:: Vorliegender Text ::
□ □ □ □ □ □ □

Die Kollegen nennen ihn „Turbo-Rolf“

Lesezeit 4 Minuten
Rolf F., Angeklagter im so genannten Autobahnraser-Prozess, wird im Karlsruher Amtsgericht zum Prozessauftakt von Journalisten interviewt.

Rolf F., Angeklagter im so genannten Autobahnraser-Prozess, wird im Karlsruher Amtsgericht zum Prozessauftakt von Journalisten interviewt.

Der vermeintliche Autobahndrängler will nicht am Tod von Jasmin A. und ihrer Tochter schuld sein.

Karlsruhe - Bei seinen Arbeitskollegen hatte Rolf F. den Spitznamen „Turbo-Rolf“ und er wird von ihnen der „Linksblinker-Fraktion“ zugerechnet. Doch der schmächtige Angeklagte tritt im spektakulären Karlsruher Autobahnraser-Prozess ganz anders auf: Ruhig und zurückhaltend bestreitet der 34-jährige Testfahrer und Ingenieur von DaimlerChrysler die gegen ihn erhobenen Vorwürfe. Zum Prozessauftakt vor dem Amtsgericht Karlsruhe sagt er am Montag: „Ich habe weder jemanden bedrängt noch was von dem Unfall bemerkt.“

Die Staatsanwaltschaft wirft ihm vor, am 14. Juli 2003 auf der Autobahn A 5 bei Karlsruhe durch extrem schnelles und dichtes Auffahren einen Unfall verursacht zu haben, bei dem die 21-jährige Jasmin A. und ihre zweijährige Tochter starben. Die Anklage lautet auf fahrlässige Tötung, Unfallflucht und fahrlässige Gefährdung des Straßenverkehrs. Der Versuchsingenieur soll mit seinem 500 PS starken Mercedes CL 600 Coupé Bi-turbo mit einer Geschwindigkeit von 220 bis 250 Stundenkilometern „weniger als einen Meter“ auf den Kia der Frau aufgefahren sein. Dann habe er an dem 150 Stundenkilometer schnellen Kleinwagen „auf dem äußersten linken Rand der linken Fahrspur vorbeifahren“ wollen. Dadurch habe die offenbar erschrockene Frau das Steuer „unvermittelt nach rechts gerissen, kurz nach links gegengesteuert“ und sei dann ins Schleudern geraten, betonte Staatsanwalt Mathias Marx.

□ □ □ □ □ □ □

:: Deine Aufgabe ::
Schreibe den Bericht über den Karlsruher Autobahnraser-Prozess oben im Anschluss an seinen letzten Satz weiter.

:: Entnommenes Material ::
□ □ □ □ □ □ □

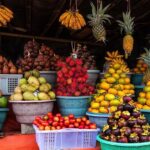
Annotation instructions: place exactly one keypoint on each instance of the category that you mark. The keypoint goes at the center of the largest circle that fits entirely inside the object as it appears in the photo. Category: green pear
(33, 81)
(17, 89)
(52, 95)
(3, 102)
(22, 81)
(17, 97)
(43, 96)
(42, 80)
(28, 96)
(44, 88)
(36, 73)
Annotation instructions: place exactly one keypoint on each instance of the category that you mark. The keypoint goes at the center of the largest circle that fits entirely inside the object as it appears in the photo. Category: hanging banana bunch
(72, 19)
(5, 15)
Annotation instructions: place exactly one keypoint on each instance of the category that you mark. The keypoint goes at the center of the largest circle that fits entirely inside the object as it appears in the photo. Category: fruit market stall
(74, 75)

□ □ □ □ □ □ □

:: Erwartete Ausgabe ::
Der Kia prallte gegen mehrere Bäume, die 21-Jährige und ihr Kind waren sofort tot. Der Raser soll nach dem Vorfall mit unverminderter Geschwindigkeit weitergefahren sein. Arbeitskollegen berichteten später, er sei „kreidebleich“ am Zielort, einer Teststrecke für Autotypen im niedersächsischen Papenburg angekommen und habe sich in den folgenden Tagen kaum hinters Steuer gesetzt. Ständig habe er über den schweren Unfall auf der A 5 gesprochen und sich auch einmal mit einem Kollegen verdächtig lang im Büro eingeschlossen.

Doch vor Gericht kann Rolf F. alles erklären. Er sei erkältet gewesen, damals im Juli, und deshalb auch wenig gefahren. Ja, über den Unfall habe er viel geredet, schließlich sei ja in den Medien massiv nach einem entsprechenden Mercedes gefahndet worden. „Ich wusste aber nicht, ob es klug ist, sich als Unbeteiligter einfach so bei der Polizei zu melden“, erinnert sich der Angeklagte. Dass Kollegen ihm einen aggressiven Fahrstil unterstellen, führt er auf Rivalitäten zwischen zwei Prüfteams zurück.

Dem 34-Jährigen aus dem schwäbischen Münsingen droht eine Haftstrafe bis zu vier Jahren. Auf dieses Strafmaß sind Urteile vor einem Amtsgericht begrenzt. Doch am Ende des ersten Verhandlungstages scheint es eher unwahrscheinlich, dass er verurteilt wird. Tatsächlich kann auf Grund der Aussagen der vier Zeugen des Geschehens auf der A 5 lediglich ein rasender Mercedesfahrer, nicht aber der konkrete Angeklagte dem Unfallgeschehen zugeordnet werden. Die Zeugenaussagen vom Tatort haben zu viele Lücken. Ein Zeuge hat zwar einen dunklen Mercedes, der ihn in der Nähe des Unfallortes überholt hatte, gut beschrieben, vor allem die „beeindruckende Auspuffanlage“.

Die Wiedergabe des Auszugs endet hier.